I went home for the summer uncertain about what next year would look like and having no idea what classes I would be taking. On a whim, I had signed up for a summer class called “Self” to fulfill part of my liberal arts requirement in the Social Sciences. I wanted to get credits out of the way, but in a much more real sense, I did not want to get an internship because I had no idea what I wanted to do with myself.

Durkheim's "On Morality and Society"

Self, however, was my saving grace. Over Zoom, a class of around twenty people discussed everything from whether or not Internet access should be considered a basic human right to prison to abolition to religion. When we read excerpts from Émile Durkheim’s works on religion, I was entranced. He discussed religion as a social phenomenon – although I was of course familiar with theology classes, given my eight years of Catholic education, I had never heard the theory of religion discussed in such a way.


I looked up the course catalog and clicked on “Religious Studies.” The minor was only six classes, which seemed like a low commitment if I didn’t love it. I decided I’d minor in that alongside Psychology, a field that I knew little about but which seemed fascinating.


When I went back to Chicago in the fall, I felt a little bit better; I knew that the classes I was taking would not involve tremendous amounts of chemistry and that strange cutthroat pre-med environment. I carried instead a cautious optimism. That first year had been rough and, in many ways, terrible; now, in-person classes brought an opportunity to experience college as we had hoped it to be.


When I went to the Religious Studies major open house, I finally felt that click of belonging I had been searching for since the start of my time at college. The professors were all excited to hear about my personal interests – I was taking a class on American Culture Wars and was thrilled to tell them about my final research project about the culture wars over poverty and welfare programs in the Reagan era. There was free food (of course), and I walked away from that event with a free Religious Studies t-shirt and a coffee mug.


The next day, I decided to pick up the Religious Studies major. I didn’t know it then, in October of that Fall Quarter, but it was the best decision I had made in my time at UChicago so far. The classes I took in Religious Studies this past year, ranging from Villains: Evil in Philosophy, Religion, and Film to God-Given Whites: Christianity and White Supremacy in America from Colonialism to Trumpism, were still challenging, but I felt passionate about the topics. Unlike my experience in General Chemistry, I felt proud of the work I was doing and motivated to succeed. I found the classes new and fascinating, and I would tell anyone who’d listen about the readings I had been doing. Enjoying the topics I was studying made a huge difference in my motivation.


Author Claire Weber

Although it was certainly not my favorite year, I am grateful for that first year, for teaching me how to realize when I was in over my head. I am also grateful for this past year, for demonstrating to me that I could still succeed–once I found something I felt passionate about learning. I think learning how to fail has made my successes far more rewarding than they would have been otherwise, and it is gratifying now to put in hard work and see results that reflect that work.


I think if I could look back and talk to myself as a senior in high school or as a freshman in college, I would want to tell a younger me to give herself grace and kindness. My class’s freshman year looked nothing like we thought it would, and our resilience in attending college while mostly online was remarkable. Further, I would want myself and other students to understand that changing your major or your plans does not make you a weak student. Rather, it demonstrates that you have the ability to follow your strengths and passions instead of being scared to try something new. I’m grateful that I learned to take a risk, and I think other students could benefit from being pushed to try new things in college, whether that’s a new major, a class out of their comfort zone, or a completely new extracurricular.



Claire Weber is majoring in Psychology and Religious Studies at the University of Chicago, and appreciates good bagels, detailed Spotify playlists, and iced coffee.

DATA PROVIDED:
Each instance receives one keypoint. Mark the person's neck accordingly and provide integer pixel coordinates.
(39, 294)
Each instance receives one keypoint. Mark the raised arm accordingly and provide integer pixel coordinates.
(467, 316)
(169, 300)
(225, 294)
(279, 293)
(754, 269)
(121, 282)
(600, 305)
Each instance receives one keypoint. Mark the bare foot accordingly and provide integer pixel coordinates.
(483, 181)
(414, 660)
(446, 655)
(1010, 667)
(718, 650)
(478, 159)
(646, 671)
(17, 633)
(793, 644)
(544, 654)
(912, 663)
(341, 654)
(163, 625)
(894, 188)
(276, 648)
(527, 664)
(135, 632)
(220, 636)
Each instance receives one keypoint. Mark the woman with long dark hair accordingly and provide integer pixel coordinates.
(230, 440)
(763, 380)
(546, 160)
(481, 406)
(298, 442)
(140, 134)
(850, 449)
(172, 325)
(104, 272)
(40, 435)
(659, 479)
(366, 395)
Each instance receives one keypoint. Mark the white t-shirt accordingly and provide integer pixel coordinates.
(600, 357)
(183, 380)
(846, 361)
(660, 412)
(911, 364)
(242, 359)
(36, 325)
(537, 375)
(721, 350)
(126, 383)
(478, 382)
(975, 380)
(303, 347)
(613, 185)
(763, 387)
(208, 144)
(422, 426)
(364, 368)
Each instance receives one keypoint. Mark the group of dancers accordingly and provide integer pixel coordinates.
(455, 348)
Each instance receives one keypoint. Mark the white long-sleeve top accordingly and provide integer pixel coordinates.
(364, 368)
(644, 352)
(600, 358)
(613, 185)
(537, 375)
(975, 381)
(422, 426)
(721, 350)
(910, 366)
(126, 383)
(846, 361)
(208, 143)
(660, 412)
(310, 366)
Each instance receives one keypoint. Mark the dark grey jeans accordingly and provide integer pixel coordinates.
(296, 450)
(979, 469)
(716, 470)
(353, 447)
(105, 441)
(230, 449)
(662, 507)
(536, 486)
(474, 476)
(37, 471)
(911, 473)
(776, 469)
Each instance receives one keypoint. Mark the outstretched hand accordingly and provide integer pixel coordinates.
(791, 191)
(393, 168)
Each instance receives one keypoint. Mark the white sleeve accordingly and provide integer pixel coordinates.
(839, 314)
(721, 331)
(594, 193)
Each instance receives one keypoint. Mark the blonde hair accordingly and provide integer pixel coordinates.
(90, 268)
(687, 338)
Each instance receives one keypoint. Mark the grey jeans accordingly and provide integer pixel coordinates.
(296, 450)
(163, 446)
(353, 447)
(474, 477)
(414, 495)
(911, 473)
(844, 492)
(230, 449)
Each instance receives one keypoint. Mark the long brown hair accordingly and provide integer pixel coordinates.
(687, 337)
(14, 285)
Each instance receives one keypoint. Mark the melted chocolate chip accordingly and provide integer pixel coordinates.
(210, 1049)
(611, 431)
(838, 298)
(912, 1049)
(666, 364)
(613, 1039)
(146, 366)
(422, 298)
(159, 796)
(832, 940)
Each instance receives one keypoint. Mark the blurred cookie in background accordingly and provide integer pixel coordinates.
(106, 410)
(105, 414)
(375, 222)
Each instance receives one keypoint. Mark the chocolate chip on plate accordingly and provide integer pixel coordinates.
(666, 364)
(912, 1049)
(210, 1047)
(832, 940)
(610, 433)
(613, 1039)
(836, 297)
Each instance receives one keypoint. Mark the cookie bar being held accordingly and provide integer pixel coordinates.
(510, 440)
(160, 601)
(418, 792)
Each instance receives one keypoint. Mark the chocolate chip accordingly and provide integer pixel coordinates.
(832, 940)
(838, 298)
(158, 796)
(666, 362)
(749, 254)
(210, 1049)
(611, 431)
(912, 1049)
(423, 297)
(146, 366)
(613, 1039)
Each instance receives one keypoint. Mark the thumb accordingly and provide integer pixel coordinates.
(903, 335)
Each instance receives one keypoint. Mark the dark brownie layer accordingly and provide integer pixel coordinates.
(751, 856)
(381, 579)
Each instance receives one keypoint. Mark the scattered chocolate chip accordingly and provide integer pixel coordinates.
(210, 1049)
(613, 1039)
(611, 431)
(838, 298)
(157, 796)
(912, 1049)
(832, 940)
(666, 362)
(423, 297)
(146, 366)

EXERCISES TO COMPLETE:
1 – Rewrite the essay from "I think if I" through "completely new extracurricular.", replacing "resilience" with "perseverance".
2 – Answer these questions about the essay:
(a) What was the name of the summer class the author signed up for?
(b) How many classes did the Religious Studies minor require?
(c) What free items did the author receive at the Religious Studies major open house?

EXPECTED OUTPUTS:
1 –
I think if I could look back and talk to myself as a senior in high school or as a freshman in college, I would want to tell a younger me to give herself grace and kindness. My class’s freshman year looked nothing like we thought it would, and our perseverance in attending college while mostly online was remarkable. Further, I would want myself and other students to understand that changing your major or your plans does not make you a weak student. Rather, it demonstrates that you have the ability to follow your strengths and passions instead of being scared to try something new. I’m grateful that I learned to take a risk, and I think other students could benefit from being pushed to try new things in college, whether that’s a new major, a class out of their comfort zone, or a completely new extracurricular.

2 –
(a) The class was called "Self."
(b) The minor required six classes.
(c) The author received a free Religious Studies t-shirt and a coffee mug.